» Text to read:
((
He's right. As tempting as it can be to draw conclusions about teams and leagues after Week 1, it's also irresponsible. Seasons have plot twists. What we think is true on Sept. 1 rarely proves true on Jan. 1.

But there's an undeniable angst around the Big Ten entering Week 2. It might have been there even if Wisconsin had held onto a 17-point lead against LSU. But after the Badgers' collapse, which knocks them out of the playoff picture for now, the stakes are even higher.

I still think a narrow Michigan State loss to Oregon keeps the Spartans alive for a playoff spot. But a convincing defeat -- and, in the minds of some, any defeat -- will hurt the Big Ten's chances of having a representative.

League commissioner Jim Delany, in an interview with SI.com, called the MSU-Oregon game "disproportionally important" in terms of playoff perception. That phrase -- disproportionally important -- underscores the unfairness and the reality of Week 2 games like Spartans-Ducks.

It's not really fair to punish Michigan State for a loss -- Oregon is 34-2 at Autzen Stadium since the start of the 2009 season. But the bashing will come, perhaps more for the Big Ten than MSU, if the Spartans fall short.
))
» Instruction:
In the Big Ten football column, what is Oregon's record at Autzen Stadium since the start of the 2009 season?

» Source material:
((
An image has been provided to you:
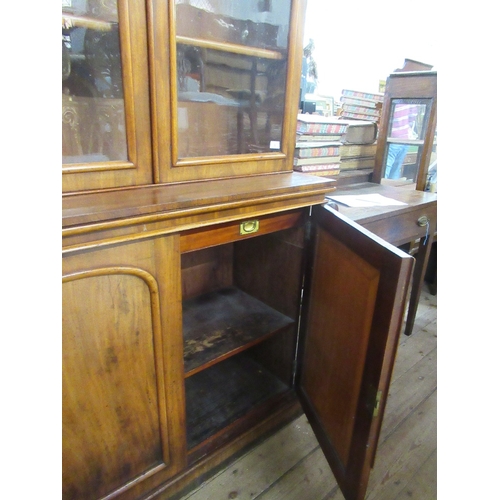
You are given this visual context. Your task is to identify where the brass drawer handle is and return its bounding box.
))
» Result:
34-2